■ Page excerpt ■
....................
Logo Questions Linux Laravel Mysql Ubuntu Git Menu
 

Parallelizing the histogram function

I have implemented a normal and parallel verion of a simple function that calculates a histogram from a 32bppArgb bitmap. The normal version takes about 0.03 seconds on a 1920x1080 image while the parallel version takes 0.07 seconds.

Is threading overhead really that heavy? Is there some other construct besides Parallel.For that could speed up this process? I need to speed this up since I am working with 30fps video.

Here is the simplified code:

public sealed class Histogram
{
    public int MaxA = 0;
    public int MaxR = 0;
    public int MaxG = 0;
    public int MaxB = 0;
    public int MaxT = 0;

    public int [] A = null;
    public int [] R = null;
    public int [] G = null;
    public int [] B = null;

    public Histogram ()
    {
        this.A = new int [256];
        this.R = new int [256];
        this.G = new int [256];
        this.B = new int [256];

        this.Initialize();
    }

    public void Initialize ()
    {
        this.MaxA = 0;
        this.MaxR = 0;
        this.MaxG = 0;
        this.MaxB = 0;
        this.MaxT = 0;

        for (int i = 0; i < this.A.Length; i++)
            this.A [i] = 0;
        for (int i = 0; i < this.R.Length; i++)
            this.R [i] = 0;
        for (int i = 0; i < this.G.Length; i++)
            this.G [i] = 0;
        for (int i = 0; i < this.B.Length; i++)
            this.B [i] = 0;
    }

    public void ComputeHistogram (System.Drawing.Bitmap bitmap, bool parallel = false)
    {
        System.Drawing.Imaging.BitmapData data = null;

        data = bitmap.LockBits
        (
            new System.Drawing.Rectangle(0, 0, bitmap.Width, bitmap.Height),
            System.Drawing.Imaging.ImageLockMode.ReadOnly,
            System.Drawing.Imaging.PixelFormat.Format32bppArgb
        );

        try
        {
            ComputeHistogram(data, parallel);
        }
        catch
        {
            bitmap.UnlockBits(data);

            throw;
        }

        bitmap.UnlockBits(data);
    }

    public void ComputeHistogram (System.Drawing.Imaging.BitmapData data, bool parallel = false)
    {
        int stride = System.Math.Abs(data.Stride);

        this.Initialize();

        if (parallel)
....................
■ Input ■

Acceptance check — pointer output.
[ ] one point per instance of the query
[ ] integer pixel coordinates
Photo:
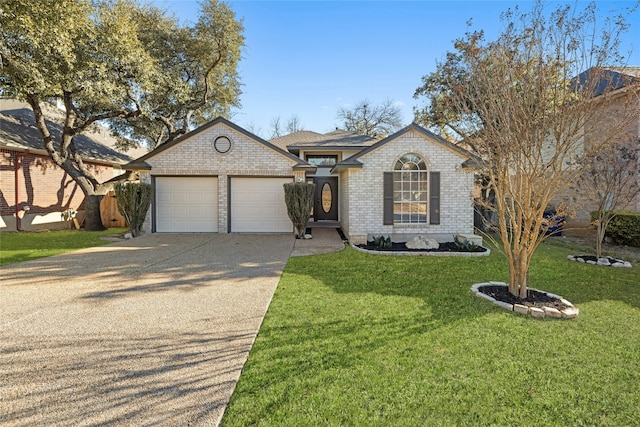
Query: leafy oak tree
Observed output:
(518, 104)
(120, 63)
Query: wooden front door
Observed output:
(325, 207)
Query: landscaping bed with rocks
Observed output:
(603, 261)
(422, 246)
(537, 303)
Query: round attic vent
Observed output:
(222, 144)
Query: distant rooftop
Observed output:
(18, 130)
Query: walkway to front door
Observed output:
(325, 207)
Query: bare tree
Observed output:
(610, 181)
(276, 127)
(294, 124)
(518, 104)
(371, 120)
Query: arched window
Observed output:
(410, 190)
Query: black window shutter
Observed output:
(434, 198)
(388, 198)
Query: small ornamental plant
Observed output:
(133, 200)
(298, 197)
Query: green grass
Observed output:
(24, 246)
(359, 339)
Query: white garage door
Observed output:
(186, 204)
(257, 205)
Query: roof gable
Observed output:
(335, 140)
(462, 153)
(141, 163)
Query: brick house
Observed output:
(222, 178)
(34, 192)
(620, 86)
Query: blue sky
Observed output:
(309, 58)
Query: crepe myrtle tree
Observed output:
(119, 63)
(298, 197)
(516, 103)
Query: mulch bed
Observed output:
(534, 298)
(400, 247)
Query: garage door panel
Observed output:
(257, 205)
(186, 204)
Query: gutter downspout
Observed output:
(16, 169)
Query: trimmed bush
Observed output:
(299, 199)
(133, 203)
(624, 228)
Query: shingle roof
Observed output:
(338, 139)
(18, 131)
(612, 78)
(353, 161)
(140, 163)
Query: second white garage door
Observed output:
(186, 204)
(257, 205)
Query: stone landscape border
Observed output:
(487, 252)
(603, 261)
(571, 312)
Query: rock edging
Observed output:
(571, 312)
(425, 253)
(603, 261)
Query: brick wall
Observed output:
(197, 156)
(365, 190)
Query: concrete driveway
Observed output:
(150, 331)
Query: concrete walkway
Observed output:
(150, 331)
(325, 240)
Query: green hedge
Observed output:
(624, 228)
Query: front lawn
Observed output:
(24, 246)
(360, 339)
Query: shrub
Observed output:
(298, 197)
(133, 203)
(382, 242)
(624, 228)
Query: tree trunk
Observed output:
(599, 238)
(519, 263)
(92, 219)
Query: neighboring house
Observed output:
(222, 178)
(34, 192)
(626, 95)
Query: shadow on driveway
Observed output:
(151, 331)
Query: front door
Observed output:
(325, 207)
....................
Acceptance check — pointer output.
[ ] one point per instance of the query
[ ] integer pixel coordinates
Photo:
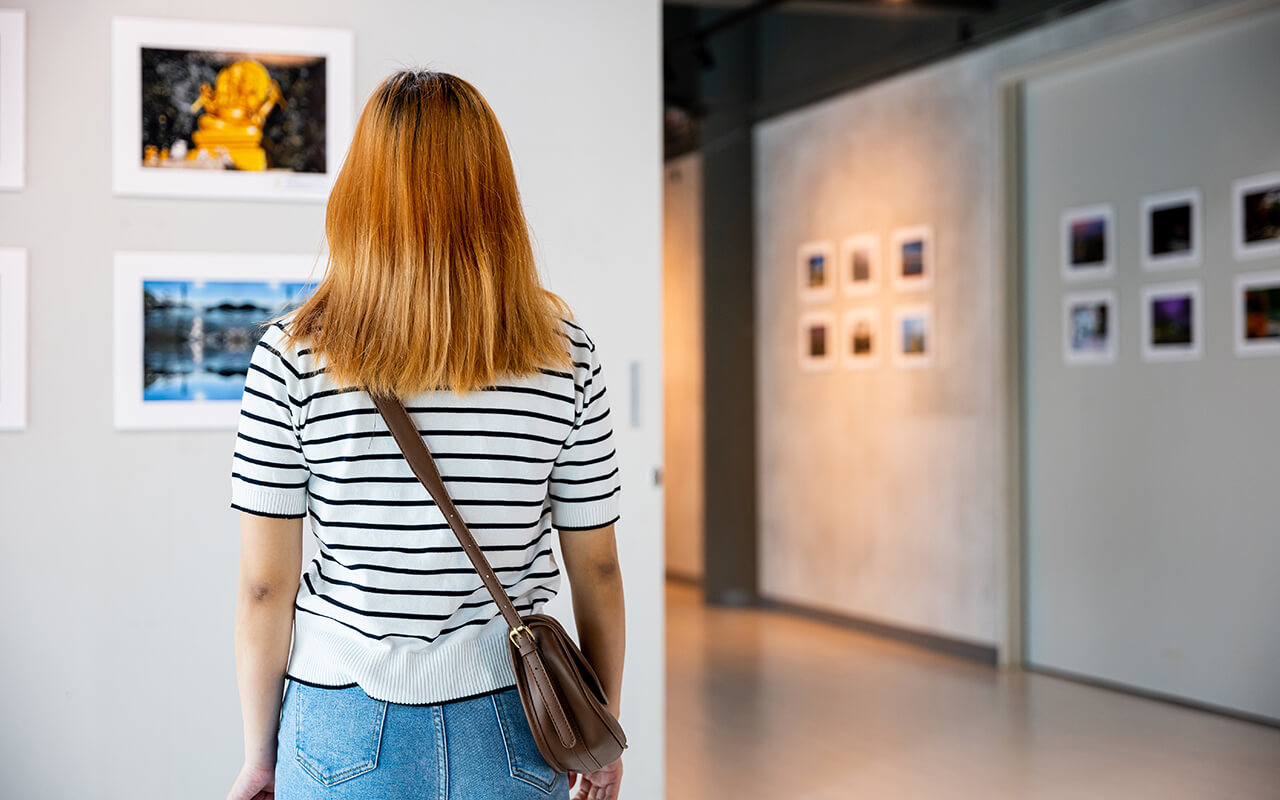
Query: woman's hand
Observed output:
....................
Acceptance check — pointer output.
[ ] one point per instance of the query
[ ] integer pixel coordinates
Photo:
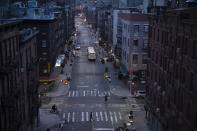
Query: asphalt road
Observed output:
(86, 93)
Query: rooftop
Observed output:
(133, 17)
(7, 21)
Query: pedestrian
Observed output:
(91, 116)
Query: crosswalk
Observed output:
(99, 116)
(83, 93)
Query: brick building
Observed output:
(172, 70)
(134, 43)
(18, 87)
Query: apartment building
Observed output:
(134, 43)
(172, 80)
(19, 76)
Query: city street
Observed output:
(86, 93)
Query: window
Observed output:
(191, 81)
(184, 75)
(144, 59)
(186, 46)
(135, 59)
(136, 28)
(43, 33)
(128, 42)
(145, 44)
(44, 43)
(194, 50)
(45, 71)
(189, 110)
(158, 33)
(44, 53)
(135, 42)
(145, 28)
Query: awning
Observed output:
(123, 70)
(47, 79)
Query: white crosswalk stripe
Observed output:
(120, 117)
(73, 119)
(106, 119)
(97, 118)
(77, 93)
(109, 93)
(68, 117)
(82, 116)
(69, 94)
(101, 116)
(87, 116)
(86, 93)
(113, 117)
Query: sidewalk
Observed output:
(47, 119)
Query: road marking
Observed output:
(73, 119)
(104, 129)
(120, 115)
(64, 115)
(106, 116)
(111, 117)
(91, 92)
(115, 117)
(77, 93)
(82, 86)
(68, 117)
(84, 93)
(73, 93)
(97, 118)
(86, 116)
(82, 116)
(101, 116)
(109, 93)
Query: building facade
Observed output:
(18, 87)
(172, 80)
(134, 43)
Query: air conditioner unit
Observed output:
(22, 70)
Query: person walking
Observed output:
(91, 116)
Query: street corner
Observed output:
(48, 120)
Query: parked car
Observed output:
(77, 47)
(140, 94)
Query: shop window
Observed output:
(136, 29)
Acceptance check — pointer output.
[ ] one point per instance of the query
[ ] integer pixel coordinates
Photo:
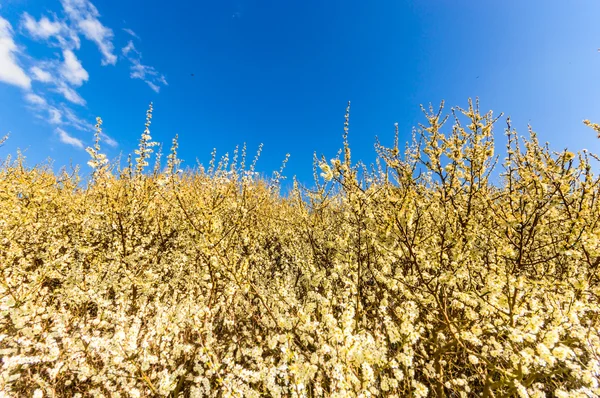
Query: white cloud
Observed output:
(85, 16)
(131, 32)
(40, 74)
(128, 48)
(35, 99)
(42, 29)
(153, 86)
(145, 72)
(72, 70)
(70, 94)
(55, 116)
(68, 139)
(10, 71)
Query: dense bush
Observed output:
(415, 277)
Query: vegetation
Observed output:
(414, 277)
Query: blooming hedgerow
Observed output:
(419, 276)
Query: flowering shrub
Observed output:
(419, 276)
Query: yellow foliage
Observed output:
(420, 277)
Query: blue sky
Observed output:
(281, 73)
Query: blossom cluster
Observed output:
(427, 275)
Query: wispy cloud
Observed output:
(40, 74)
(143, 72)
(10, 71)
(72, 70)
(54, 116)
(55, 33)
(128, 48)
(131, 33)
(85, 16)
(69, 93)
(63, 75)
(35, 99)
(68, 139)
....................
■ Stated task A ■
Answer these questions about the histogram post:
(i) How long does the normal version take on a 1920x1080 image?
(ii) What frame rate is the video the poster is working with?
(iii) How many entries does the constructor give each of the arrays A, R, G and B?
■ Stated task B ■
List every line in the records that contains the string "crosswalk".
The text and the records were taken from unrelated sources.

■ Full response A ■
(i) About 0.03 seconds.
(ii) 30fps.
(iii) 256.

■ Full response B ■
Query: crosswalk
Query: white crosswalk stripe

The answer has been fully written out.